**INSTRUCTIONS FOR THE TASK:** Find every line in the entries below that contains the word "envelope", and copy each of those lines.

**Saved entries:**
START

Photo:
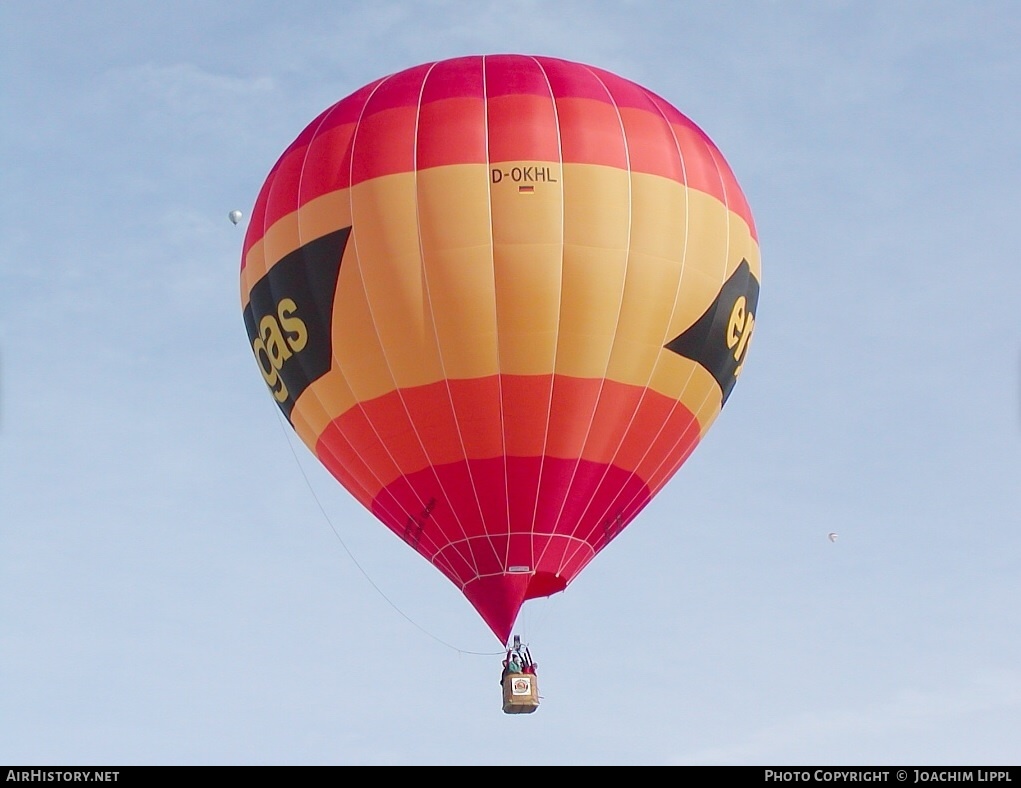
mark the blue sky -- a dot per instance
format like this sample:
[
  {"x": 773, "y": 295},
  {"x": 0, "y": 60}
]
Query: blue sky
[{"x": 178, "y": 587}]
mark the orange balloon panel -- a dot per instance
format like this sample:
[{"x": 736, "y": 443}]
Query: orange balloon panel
[{"x": 501, "y": 298}]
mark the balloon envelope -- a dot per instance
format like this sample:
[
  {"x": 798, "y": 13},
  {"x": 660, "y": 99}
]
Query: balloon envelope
[{"x": 501, "y": 298}]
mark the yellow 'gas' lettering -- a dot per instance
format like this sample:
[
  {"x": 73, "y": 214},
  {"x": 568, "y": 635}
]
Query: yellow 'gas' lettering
[
  {"x": 297, "y": 334},
  {"x": 739, "y": 329},
  {"x": 276, "y": 345},
  {"x": 278, "y": 341}
]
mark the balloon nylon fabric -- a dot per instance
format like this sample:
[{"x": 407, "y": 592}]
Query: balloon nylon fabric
[{"x": 501, "y": 298}]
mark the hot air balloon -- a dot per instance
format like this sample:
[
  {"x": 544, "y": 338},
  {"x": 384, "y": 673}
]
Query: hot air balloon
[{"x": 501, "y": 298}]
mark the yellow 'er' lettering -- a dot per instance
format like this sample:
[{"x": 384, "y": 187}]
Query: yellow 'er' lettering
[{"x": 277, "y": 342}]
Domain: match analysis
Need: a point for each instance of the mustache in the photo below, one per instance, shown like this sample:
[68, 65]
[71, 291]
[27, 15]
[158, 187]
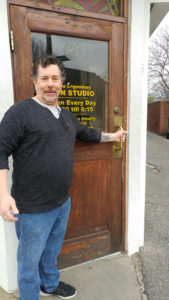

END

**RESULT FOR THIS TASK:**
mark the balloon envelope -- a dot per instance
Query: balloon envelope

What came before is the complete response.